[Records from a collection]
● ● ●

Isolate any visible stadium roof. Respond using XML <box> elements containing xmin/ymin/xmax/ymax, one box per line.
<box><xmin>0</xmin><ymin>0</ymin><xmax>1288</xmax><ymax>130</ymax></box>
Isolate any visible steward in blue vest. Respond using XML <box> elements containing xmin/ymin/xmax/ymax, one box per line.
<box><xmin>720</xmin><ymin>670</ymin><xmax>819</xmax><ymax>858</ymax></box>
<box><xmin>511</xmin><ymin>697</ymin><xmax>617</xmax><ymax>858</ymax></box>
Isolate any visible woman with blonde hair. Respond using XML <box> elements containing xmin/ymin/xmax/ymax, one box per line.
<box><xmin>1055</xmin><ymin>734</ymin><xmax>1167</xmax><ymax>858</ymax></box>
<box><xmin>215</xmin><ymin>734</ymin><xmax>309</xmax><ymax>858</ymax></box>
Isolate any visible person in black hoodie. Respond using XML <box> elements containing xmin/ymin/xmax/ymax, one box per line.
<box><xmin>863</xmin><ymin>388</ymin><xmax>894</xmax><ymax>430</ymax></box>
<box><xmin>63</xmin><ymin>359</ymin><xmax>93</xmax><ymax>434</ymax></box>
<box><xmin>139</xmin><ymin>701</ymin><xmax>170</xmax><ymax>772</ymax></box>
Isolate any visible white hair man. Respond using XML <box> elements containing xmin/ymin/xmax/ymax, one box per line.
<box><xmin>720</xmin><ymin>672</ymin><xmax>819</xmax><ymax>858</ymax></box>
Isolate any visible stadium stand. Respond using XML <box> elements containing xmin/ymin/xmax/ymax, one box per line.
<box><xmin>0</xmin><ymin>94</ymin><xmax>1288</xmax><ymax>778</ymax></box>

● ● ●

**Problem to solve**. Convert these lines into a JSON list of strings, with one string per line and blank lines omitted.

**Response to this task**.
[
  "Isolate any visible stadium roof. Respond using XML <box> elements containing xmin/ymin/xmax/ymax, one box per line.",
  "<box><xmin>0</xmin><ymin>0</ymin><xmax>1288</xmax><ymax>130</ymax></box>",
  "Isolate any visible steward in blue vest. Respond using XML <box> elements containing xmin/ymin/xmax/ymax, one box per line.",
  "<box><xmin>720</xmin><ymin>670</ymin><xmax>819</xmax><ymax>858</ymax></box>",
  "<box><xmin>511</xmin><ymin>697</ymin><xmax>617</xmax><ymax>858</ymax></box>",
  "Isolate any visible woman with blonde hair. Respond using XML <box> elements containing xmin/ymin/xmax/ymax, one box per line.",
  "<box><xmin>1055</xmin><ymin>734</ymin><xmax>1167</xmax><ymax>858</ymax></box>",
  "<box><xmin>215</xmin><ymin>734</ymin><xmax>309</xmax><ymax>858</ymax></box>",
  "Isolate any visible person in black hoodie. Respond using XML <box> elements containing xmin/ymin/xmax/ymax, one box per line.",
  "<box><xmin>863</xmin><ymin>388</ymin><xmax>894</xmax><ymax>430</ymax></box>",
  "<box><xmin>63</xmin><ymin>359</ymin><xmax>93</xmax><ymax>434</ymax></box>",
  "<box><xmin>139</xmin><ymin>701</ymin><xmax>170</xmax><ymax>772</ymax></box>",
  "Isolate any visible white hair man. Respond using XML <box> elements containing xmin/ymin/xmax/ymax, one box per line.",
  "<box><xmin>720</xmin><ymin>672</ymin><xmax>819</xmax><ymax>858</ymax></box>",
  "Isolate any visible stadium stand. Respond using XML <box> elements containing xmin/ymin/xmax/ymax, one box per line.",
  "<box><xmin>0</xmin><ymin>94</ymin><xmax>1288</xmax><ymax>778</ymax></box>"
]